- **AIM OF THE TASK**
Of all the lines in the material, count those containing the string "shop" and write only the resulting number.

####################

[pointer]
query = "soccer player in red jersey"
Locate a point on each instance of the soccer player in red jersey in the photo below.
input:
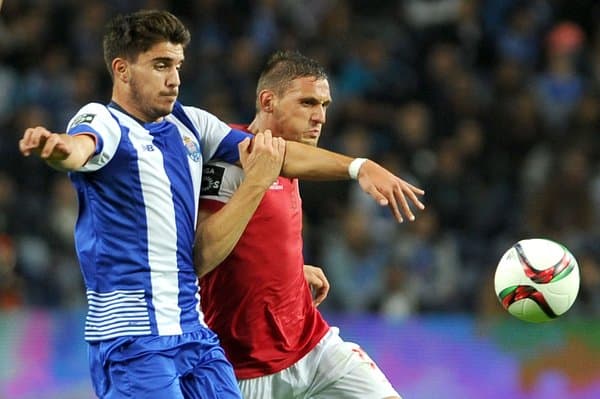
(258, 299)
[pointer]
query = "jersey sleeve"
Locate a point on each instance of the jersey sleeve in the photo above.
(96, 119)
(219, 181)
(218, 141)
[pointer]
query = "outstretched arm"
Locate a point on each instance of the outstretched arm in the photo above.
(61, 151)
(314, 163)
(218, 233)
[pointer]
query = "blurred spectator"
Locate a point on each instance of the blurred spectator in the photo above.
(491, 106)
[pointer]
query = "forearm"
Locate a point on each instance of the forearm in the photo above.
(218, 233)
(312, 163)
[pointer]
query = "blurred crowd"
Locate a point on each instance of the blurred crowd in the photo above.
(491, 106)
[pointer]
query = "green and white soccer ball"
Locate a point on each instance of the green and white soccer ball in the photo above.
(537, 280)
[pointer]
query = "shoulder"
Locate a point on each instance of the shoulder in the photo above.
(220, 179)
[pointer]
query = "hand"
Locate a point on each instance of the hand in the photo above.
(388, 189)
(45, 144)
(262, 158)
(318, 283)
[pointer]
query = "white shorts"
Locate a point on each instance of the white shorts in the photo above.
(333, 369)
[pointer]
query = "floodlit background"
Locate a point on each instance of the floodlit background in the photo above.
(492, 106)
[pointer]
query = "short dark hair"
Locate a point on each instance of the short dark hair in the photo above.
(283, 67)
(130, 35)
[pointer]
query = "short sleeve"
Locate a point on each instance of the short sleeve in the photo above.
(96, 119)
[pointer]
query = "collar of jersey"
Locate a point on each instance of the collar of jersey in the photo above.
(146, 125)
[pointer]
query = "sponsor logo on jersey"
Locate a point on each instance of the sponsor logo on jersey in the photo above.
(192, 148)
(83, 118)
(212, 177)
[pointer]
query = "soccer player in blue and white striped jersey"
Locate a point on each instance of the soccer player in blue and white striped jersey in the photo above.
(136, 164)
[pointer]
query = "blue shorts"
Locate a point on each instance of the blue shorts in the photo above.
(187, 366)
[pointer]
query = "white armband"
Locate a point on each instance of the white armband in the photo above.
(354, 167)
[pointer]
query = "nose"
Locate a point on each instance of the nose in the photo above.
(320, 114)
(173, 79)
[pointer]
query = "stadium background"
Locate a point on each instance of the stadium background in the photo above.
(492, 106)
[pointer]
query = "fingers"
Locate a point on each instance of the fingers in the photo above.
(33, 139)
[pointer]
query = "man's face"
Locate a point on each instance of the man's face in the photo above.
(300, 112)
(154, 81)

####################

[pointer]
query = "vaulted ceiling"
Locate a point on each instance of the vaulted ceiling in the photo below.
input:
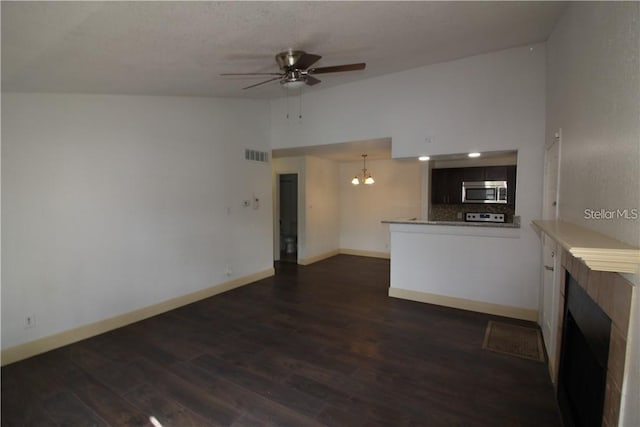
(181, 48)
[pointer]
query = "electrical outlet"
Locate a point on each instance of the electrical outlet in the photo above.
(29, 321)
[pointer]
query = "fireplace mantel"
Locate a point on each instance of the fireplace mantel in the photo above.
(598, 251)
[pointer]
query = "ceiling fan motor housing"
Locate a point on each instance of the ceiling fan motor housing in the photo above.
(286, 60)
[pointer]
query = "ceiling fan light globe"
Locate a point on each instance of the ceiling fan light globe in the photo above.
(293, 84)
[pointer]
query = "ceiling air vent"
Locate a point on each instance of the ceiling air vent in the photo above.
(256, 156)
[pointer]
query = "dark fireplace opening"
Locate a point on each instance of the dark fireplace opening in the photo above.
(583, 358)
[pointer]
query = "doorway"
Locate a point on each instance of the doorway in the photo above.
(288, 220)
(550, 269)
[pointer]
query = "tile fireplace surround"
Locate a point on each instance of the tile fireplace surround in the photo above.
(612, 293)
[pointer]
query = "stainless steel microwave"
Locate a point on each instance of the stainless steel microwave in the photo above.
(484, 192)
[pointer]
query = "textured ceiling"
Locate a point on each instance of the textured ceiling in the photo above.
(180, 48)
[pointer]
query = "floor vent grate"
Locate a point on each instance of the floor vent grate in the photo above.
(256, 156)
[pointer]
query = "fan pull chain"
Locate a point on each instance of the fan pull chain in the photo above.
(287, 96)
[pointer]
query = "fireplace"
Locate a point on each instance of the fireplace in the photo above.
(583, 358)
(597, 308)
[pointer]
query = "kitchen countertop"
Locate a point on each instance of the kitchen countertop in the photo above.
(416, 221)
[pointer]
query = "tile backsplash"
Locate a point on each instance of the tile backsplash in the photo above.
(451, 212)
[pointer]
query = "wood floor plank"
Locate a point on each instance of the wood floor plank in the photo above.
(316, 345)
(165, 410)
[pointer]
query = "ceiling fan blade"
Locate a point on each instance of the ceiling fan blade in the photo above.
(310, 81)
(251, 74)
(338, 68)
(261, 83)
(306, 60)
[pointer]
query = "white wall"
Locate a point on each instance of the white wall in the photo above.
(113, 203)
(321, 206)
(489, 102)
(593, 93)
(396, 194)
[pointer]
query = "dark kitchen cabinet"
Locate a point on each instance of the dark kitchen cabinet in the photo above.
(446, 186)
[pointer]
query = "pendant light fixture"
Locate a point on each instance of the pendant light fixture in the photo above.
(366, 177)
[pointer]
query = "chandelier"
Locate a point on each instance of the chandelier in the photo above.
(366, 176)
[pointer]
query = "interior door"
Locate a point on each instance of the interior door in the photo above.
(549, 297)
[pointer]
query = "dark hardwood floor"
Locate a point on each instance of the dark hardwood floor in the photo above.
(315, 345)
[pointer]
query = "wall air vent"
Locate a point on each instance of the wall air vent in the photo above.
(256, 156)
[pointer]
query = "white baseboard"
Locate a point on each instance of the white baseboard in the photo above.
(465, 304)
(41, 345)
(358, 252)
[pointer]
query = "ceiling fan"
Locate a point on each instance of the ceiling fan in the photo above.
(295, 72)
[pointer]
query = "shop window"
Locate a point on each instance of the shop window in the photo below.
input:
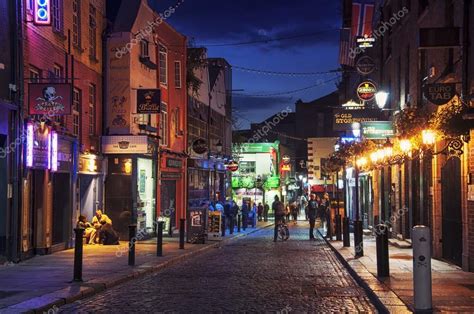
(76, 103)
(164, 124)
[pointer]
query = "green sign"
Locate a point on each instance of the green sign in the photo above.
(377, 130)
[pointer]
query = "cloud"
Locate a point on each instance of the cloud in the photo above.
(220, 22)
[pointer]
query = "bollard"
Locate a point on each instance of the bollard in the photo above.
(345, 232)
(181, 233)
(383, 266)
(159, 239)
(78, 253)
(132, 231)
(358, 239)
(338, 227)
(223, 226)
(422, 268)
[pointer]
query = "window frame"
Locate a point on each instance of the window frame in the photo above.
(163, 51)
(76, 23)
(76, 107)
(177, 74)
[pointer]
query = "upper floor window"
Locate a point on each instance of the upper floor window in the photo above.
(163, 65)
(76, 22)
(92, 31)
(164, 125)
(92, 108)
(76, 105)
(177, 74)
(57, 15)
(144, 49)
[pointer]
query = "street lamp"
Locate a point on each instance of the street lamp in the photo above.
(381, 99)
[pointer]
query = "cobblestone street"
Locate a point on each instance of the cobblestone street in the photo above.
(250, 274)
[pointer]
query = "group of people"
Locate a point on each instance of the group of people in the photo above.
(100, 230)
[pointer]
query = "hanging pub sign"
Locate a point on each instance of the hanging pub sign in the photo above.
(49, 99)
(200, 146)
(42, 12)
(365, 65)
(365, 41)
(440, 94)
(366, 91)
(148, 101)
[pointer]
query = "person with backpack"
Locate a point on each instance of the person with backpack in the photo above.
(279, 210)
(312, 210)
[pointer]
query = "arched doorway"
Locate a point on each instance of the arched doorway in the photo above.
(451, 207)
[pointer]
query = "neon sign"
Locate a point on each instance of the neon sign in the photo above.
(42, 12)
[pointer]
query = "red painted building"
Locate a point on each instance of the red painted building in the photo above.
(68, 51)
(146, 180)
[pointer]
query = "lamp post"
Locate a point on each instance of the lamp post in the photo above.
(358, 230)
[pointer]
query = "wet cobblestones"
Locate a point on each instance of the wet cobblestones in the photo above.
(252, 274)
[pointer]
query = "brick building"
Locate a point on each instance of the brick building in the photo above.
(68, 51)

####################

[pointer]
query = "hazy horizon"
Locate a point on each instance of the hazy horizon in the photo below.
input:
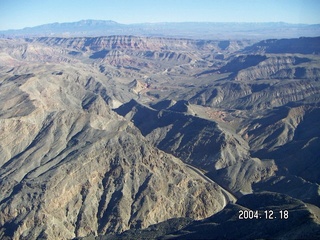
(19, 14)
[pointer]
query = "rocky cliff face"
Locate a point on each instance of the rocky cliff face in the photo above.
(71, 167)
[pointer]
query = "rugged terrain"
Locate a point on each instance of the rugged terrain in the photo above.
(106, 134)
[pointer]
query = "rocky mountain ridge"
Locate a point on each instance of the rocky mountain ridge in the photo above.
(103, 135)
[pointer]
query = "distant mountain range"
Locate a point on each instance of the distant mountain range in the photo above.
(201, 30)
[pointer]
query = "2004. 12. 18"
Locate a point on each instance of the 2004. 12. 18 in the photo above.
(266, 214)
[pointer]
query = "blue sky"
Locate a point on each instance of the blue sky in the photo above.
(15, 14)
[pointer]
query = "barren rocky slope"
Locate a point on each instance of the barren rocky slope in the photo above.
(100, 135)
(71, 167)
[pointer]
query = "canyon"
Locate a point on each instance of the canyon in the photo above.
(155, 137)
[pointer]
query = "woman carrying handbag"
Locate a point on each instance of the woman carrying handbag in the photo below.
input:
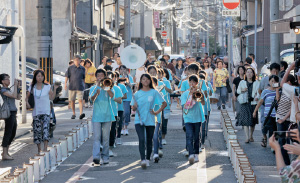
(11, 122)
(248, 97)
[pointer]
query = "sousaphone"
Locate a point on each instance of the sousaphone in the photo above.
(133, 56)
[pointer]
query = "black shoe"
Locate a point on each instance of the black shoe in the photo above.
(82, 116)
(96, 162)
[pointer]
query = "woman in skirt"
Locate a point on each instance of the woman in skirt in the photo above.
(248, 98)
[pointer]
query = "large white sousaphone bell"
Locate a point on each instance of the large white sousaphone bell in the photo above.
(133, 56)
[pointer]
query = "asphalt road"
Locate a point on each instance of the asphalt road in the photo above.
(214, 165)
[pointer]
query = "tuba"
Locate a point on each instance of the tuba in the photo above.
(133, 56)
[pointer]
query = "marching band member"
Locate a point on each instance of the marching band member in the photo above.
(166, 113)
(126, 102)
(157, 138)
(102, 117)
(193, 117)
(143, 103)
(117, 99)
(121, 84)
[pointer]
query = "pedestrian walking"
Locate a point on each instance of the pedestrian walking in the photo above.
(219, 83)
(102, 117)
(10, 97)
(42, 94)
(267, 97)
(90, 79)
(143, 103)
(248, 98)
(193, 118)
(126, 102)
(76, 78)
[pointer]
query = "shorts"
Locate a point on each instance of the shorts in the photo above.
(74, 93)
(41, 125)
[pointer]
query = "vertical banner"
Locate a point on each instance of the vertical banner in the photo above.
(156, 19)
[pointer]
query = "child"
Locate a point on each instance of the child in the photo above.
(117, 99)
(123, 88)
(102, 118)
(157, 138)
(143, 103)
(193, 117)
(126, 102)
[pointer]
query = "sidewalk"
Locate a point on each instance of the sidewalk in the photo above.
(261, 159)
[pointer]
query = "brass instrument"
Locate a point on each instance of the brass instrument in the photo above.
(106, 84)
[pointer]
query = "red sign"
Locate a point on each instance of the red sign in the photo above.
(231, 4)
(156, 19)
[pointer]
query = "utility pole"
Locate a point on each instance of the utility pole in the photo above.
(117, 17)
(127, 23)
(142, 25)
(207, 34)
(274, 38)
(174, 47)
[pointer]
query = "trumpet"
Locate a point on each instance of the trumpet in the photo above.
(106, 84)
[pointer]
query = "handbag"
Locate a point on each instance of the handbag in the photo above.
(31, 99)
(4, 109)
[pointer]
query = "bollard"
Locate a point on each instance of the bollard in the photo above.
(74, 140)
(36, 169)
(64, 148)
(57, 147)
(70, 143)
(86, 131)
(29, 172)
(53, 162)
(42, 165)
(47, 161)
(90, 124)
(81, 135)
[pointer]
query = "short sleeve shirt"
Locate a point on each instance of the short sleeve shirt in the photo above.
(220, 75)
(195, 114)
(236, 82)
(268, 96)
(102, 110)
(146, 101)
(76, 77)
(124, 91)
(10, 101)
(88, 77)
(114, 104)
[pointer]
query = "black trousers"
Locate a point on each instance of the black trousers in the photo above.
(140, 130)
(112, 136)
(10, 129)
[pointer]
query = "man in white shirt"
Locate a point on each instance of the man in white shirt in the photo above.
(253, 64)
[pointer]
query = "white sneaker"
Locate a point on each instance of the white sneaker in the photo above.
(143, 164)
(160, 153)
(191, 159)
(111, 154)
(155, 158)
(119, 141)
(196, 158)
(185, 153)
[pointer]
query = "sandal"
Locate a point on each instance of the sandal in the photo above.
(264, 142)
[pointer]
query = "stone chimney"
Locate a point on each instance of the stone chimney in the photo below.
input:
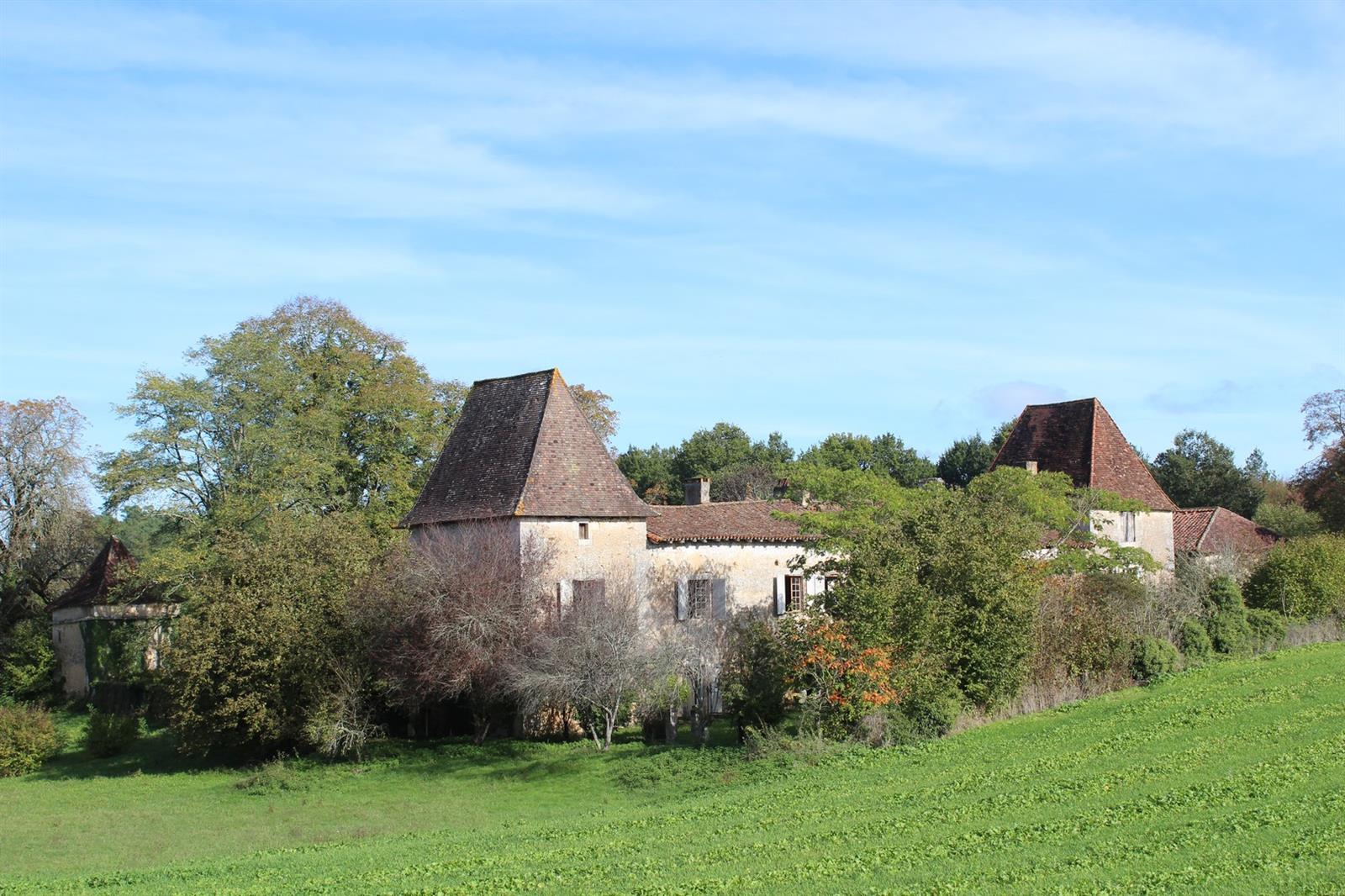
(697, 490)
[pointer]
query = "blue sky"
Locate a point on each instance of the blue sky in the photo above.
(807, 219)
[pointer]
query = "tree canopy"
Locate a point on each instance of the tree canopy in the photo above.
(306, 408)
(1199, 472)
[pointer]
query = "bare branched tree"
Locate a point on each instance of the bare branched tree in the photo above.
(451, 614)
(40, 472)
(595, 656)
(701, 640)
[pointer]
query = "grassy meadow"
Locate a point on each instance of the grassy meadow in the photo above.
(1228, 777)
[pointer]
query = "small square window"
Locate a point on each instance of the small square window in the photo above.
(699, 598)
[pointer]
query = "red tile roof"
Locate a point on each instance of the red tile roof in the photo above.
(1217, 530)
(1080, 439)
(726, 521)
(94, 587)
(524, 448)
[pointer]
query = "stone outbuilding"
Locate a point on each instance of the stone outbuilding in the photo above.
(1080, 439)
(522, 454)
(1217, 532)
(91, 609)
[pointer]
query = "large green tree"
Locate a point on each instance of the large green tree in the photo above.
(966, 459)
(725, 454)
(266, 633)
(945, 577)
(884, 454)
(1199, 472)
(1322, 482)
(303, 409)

####################

- **TASK SOLUTION**
2